◆ Data in this exercise ◆
_ _ _ _ _
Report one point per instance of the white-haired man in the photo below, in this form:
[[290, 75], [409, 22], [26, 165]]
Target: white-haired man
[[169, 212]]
_ _ _ _ _
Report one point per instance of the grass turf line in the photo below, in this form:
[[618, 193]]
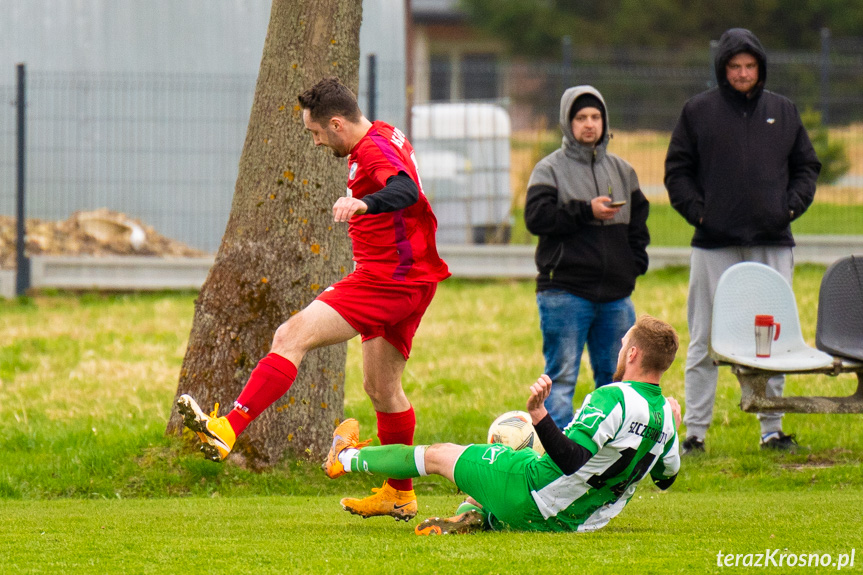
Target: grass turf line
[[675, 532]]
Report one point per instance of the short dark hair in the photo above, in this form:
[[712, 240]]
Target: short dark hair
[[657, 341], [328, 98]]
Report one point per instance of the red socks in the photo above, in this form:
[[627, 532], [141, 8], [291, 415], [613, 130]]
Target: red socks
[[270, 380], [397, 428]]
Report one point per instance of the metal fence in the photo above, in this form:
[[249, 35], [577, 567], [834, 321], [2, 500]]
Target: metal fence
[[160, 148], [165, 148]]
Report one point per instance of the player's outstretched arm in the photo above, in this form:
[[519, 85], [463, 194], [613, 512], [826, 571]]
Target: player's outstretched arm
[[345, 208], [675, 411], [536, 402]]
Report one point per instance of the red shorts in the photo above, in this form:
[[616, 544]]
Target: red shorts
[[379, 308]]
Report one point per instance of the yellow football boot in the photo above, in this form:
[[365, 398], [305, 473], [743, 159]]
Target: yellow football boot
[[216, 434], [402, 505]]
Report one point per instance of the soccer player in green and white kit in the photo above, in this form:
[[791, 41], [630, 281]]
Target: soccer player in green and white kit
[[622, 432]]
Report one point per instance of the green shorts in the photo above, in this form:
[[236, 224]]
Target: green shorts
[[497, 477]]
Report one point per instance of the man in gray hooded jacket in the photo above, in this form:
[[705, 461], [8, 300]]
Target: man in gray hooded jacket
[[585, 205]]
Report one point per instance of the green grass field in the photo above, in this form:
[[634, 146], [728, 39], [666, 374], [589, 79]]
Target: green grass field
_ _ _ _ _
◆ The task ◆
Rewrite the material between the line holding "Report one point per instance of the red socks" and the line holding "[[270, 380], [397, 428]]", inclusive, substituting "red stockings" for "red socks" and leaving everything else unaltered.

◆ Output for this exercise ◆
Report one point per instance of the red stockings in the photo above, in this form:
[[627, 532], [141, 8], [291, 415], [613, 130]]
Target: red stockings
[[270, 380], [397, 428]]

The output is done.